## [DO THIS]
Add 85 to every coordinate in the answer points of the items from the line with "pixel 77 551." to the line with "pixel 672 417", both lines included. Write out only those lines again, requests included, leaving the numbers in the requests unchanged.

## [INPUT RECORDS]
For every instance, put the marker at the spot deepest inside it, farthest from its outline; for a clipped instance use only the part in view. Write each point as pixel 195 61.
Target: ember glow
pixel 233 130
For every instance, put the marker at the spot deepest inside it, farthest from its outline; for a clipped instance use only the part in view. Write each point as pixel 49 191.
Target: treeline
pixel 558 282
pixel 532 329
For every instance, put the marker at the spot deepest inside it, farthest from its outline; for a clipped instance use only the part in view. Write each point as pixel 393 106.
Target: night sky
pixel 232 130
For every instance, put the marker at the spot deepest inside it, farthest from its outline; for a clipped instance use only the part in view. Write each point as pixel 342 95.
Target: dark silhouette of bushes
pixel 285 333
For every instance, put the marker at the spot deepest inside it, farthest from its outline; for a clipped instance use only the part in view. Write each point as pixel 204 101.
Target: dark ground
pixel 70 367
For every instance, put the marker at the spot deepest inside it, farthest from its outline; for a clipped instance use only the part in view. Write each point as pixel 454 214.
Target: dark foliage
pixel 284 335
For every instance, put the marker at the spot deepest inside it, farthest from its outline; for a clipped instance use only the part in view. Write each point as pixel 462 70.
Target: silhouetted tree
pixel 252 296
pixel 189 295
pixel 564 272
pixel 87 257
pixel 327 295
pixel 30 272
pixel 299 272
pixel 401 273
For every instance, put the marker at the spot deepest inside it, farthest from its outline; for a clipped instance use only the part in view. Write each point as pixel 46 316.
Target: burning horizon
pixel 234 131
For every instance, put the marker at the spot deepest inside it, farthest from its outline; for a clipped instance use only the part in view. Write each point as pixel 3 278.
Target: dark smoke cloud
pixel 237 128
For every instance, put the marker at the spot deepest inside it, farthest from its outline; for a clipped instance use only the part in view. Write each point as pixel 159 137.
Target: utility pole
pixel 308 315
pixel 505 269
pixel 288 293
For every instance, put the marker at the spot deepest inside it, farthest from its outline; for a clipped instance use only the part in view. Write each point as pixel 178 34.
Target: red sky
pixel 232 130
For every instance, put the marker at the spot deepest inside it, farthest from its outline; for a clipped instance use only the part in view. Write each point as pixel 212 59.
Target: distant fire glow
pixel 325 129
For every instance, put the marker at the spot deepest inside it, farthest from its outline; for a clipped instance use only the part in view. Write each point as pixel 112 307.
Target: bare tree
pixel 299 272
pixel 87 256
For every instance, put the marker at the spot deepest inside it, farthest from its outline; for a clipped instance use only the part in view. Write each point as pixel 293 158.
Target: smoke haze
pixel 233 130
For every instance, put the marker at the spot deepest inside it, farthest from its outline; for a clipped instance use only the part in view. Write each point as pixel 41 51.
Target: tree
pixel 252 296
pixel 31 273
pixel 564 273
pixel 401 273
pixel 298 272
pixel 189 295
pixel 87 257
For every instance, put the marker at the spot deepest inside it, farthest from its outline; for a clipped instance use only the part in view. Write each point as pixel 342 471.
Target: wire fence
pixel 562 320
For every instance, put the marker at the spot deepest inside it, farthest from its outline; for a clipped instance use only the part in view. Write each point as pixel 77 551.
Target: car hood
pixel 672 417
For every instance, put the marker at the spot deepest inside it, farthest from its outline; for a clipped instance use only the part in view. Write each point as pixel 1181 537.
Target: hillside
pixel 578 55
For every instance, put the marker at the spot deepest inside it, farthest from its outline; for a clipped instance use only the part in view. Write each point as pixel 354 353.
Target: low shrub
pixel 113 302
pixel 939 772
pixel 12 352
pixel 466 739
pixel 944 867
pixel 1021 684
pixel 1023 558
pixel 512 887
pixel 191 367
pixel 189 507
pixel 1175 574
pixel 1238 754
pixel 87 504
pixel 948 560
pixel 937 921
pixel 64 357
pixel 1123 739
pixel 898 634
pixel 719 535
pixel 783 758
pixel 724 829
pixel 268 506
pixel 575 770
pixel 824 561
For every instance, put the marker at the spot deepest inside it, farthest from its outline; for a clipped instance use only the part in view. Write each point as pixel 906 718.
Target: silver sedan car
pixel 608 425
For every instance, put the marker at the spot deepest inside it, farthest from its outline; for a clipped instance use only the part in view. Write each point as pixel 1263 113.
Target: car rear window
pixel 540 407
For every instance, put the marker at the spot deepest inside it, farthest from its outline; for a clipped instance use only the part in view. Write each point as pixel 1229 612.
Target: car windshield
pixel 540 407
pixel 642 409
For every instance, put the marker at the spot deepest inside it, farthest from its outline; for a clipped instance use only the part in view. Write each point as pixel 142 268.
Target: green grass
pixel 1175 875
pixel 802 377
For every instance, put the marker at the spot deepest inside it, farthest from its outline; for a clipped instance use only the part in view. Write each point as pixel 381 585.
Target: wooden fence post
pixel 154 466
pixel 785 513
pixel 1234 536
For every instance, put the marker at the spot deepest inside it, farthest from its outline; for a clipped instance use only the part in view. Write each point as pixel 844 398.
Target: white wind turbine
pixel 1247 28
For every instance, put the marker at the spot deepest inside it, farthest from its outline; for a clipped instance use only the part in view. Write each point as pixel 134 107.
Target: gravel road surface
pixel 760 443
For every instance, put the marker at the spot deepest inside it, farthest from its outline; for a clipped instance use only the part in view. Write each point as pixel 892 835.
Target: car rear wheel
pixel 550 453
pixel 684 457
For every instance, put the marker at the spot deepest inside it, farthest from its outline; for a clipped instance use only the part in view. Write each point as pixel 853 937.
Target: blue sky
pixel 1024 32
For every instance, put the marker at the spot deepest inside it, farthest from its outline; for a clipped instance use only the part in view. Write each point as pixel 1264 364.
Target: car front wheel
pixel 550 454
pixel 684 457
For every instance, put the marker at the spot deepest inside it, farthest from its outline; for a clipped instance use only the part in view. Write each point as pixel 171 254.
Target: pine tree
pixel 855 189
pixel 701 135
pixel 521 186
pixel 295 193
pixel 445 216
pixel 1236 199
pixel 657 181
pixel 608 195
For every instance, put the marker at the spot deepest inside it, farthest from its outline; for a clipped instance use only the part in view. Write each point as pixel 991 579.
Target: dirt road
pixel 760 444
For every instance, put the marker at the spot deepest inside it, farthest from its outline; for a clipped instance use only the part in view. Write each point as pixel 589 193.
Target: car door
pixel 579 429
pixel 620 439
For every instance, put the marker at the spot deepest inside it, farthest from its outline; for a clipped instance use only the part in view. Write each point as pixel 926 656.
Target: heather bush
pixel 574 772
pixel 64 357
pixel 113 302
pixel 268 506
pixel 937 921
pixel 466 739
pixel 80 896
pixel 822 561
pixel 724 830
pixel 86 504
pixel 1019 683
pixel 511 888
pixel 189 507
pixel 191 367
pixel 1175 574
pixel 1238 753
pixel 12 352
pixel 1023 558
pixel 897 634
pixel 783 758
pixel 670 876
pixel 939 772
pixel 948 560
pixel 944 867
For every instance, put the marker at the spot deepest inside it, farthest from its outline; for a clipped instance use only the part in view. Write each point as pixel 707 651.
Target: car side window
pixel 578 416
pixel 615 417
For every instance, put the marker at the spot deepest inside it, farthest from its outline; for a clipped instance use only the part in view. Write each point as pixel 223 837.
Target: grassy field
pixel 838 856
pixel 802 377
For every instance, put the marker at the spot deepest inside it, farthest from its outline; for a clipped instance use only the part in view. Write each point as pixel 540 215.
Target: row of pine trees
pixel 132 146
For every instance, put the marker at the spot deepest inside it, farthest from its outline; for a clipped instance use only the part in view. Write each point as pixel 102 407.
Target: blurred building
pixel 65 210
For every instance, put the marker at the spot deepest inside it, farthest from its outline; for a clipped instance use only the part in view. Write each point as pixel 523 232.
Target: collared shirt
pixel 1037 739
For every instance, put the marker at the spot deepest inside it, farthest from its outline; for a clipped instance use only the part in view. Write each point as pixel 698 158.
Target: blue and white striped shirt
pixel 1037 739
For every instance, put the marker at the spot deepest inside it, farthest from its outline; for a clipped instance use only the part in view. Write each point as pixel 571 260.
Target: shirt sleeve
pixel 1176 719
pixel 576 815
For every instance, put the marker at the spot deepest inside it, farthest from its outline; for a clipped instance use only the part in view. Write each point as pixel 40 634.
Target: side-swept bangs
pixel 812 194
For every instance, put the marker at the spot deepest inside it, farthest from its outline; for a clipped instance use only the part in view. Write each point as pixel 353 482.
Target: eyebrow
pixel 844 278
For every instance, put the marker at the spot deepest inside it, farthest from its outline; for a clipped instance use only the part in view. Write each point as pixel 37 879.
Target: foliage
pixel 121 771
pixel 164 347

## [RESULT OF THIS TASK]
For every instance, put the marker at the spot deepest inside it, farthest from its outline; for a clipped instance use only the part in view. Write each point as pixel 77 551.
Target: car hood
pixel 757 502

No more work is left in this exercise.